*Excerpts from a dataset*
┌──

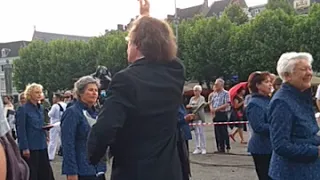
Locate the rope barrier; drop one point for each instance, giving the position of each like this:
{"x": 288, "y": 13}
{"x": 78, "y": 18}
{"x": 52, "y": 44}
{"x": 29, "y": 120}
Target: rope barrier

└──

*Aim of the task*
What is needed is a single number: how many lines of the data contain the word "barrier".

*Response area*
2